→ Document text:
_ _ _ _ _ _ _

As one of Switzerland’s most pristine Alpine villages, Gstaad is chocolate-box pretty, with flowerbox-trimmed wooden chalets and turreted palaces amid fir forested mountains. Known as a millionaire’s paradise, Gstaad is famously flashy with cliquey, private chalet parties and plenty of swanky shopping on the posy promenade. As a relatively low-altitude resort – 1000 m, with the highest slope just 200 m – it’s an ideal weekend jaunt for those who are just as much about the scene as the ski, says Emma Whitehair
The Weekender: 48 Hours in Gstaad
One of the oldest hotels in Gstaad, Le Grand Bellevue is a pretty primrose yellow building with balustraded balconies and natty grey and-white awnings. The classic heritage alpine ‘Grand’ exterior of the 57-room hotel was originally built in 1912, while its new modern interior is thanks to new young British owners, who reopened the hotel in 2014, fast transforming it into Gstaad’s hipster honey pot.
Le Grand Bellevue is how you’d imagine Soho House would do Gstaad. A quirky Cotswold-style interior, with a playful spirit evident in everything from the chunky silver pineapple room key to House of Hackney prints and birdcage swing seats. There’s even a life-size fabric camel in reception, called Leonard.

_ _ _ _ _ _ _

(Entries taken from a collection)
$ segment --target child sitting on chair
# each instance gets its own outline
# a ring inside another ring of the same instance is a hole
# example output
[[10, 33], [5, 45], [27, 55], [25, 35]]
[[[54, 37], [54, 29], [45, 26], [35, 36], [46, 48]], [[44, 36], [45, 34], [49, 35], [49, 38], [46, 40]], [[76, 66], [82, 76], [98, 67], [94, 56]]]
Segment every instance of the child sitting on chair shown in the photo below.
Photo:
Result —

_ _ _ _ _ _ _

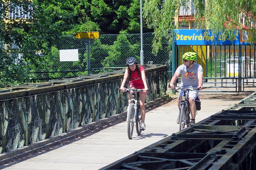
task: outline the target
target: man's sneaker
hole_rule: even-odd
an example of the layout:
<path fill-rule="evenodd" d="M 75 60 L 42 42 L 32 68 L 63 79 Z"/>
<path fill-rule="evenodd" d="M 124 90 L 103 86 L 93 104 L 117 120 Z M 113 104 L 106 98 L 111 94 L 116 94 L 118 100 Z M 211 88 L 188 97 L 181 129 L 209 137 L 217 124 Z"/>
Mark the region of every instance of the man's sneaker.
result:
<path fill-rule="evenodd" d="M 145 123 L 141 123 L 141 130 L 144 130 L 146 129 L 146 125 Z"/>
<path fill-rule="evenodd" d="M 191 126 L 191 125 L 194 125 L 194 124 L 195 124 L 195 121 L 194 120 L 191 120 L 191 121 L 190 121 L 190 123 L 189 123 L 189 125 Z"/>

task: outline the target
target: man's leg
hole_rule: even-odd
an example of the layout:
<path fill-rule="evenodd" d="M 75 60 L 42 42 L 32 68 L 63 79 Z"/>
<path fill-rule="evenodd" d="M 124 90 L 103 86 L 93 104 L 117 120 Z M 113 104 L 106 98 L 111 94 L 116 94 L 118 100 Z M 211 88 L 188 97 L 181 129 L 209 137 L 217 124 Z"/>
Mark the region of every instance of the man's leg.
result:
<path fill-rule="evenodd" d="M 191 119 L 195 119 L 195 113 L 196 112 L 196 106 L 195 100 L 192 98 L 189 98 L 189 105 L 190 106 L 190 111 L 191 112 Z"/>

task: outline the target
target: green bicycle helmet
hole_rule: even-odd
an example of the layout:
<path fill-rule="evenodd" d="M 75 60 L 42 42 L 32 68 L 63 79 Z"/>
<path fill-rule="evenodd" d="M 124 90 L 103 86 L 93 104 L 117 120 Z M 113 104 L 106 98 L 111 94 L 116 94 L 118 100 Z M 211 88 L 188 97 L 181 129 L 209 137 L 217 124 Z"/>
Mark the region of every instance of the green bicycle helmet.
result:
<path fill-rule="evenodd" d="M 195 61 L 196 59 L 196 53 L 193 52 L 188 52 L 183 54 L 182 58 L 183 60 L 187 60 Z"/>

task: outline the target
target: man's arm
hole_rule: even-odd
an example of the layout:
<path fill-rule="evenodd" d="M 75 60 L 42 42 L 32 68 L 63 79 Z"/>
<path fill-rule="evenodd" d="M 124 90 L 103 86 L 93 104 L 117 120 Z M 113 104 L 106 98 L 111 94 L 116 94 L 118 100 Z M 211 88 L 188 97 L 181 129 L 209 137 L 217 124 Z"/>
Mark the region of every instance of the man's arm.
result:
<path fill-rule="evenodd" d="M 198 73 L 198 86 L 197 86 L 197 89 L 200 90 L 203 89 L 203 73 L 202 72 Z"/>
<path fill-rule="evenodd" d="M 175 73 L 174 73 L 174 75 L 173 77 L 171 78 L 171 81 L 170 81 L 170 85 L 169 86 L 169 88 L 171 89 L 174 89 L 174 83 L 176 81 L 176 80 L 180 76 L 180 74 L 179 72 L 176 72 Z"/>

_ _ _ _ _ _ _

→ Activity A:
According to the Gstaad article, in what year was Le Grand Bellevue originally built?
→ Activity B:
Copy the Gstaad article's text from "Le Grand Bellevue is how" to "reception, called Leonard.".
→ Activity C:
List the things the Gstaad article names as showing Le Grand Bellevue's playful spirit.

→ Task response A:
1912

→ Task response B:
Le Grand Bellevue is how you’d imagine Soho House would do Gstaad. A quirky Cotswold-style interior, with a playful spirit evident in everything from the chunky silver pineapple room key to House of Hackney prints and birdcage swing seats. There’s even a life-size fabric camel in reception, called Leonard.

→ Task response C:
- the chunky silver pineapple room key
- House of Hackney prints
- birdcage swing seats